* ASSIGNMENT:
Every line of the records below from the line with "label: bare foot" up to and including the line with "label: brown cowboy boot" must be reproduced exactly, and no line outside that range.

*** Opening SUPPLIED MATERIAL ***

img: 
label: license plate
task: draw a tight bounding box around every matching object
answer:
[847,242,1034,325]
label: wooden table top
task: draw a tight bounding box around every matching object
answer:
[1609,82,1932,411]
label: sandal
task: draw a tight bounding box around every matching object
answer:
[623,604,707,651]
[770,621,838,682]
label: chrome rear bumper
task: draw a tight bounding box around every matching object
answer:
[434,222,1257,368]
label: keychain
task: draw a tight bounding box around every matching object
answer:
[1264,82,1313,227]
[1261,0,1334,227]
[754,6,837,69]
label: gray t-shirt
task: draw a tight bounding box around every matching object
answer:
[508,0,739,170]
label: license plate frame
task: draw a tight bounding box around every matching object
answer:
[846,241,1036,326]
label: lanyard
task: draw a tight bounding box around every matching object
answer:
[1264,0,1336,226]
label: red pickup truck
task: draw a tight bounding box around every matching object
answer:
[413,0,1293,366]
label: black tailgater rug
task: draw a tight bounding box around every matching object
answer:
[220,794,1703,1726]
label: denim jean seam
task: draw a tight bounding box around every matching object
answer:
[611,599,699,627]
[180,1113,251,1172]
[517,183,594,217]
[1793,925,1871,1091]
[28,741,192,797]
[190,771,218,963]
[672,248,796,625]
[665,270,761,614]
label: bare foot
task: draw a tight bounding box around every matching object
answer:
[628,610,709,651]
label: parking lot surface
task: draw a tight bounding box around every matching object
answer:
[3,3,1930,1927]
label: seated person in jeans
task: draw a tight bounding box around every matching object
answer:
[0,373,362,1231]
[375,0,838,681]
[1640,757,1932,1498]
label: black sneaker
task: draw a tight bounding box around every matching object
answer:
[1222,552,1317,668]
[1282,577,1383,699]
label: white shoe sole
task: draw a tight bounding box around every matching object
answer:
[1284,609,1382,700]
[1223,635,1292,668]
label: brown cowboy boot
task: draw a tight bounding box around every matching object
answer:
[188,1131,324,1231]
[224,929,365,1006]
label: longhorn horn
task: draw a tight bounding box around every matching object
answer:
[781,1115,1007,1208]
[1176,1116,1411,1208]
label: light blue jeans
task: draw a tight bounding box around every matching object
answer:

*** Closing SUPPLIED MATERIAL ***

* TASK RESULT:
label: bare foot
task: draw a tight bounding box around every matching object
answer:
[628,610,709,651]
label: parking lot surface
task: draw a tight bounding box around every matching object
answer:
[3,3,1930,1927]
label: seated person in jeans
task: draw a tight bounding box around every matching object
answer:
[0,373,362,1231]
[375,0,838,681]
[1640,757,1932,1498]
label: black sneaker
task: draw a tight bounding box around every matching object
answer:
[1222,552,1317,668]
[1282,577,1383,699]
label: white shoe sole
task: draw a tight bounding box around every matching object
answer:
[1284,609,1382,700]
[1223,635,1292,668]
label: brown cowboy boot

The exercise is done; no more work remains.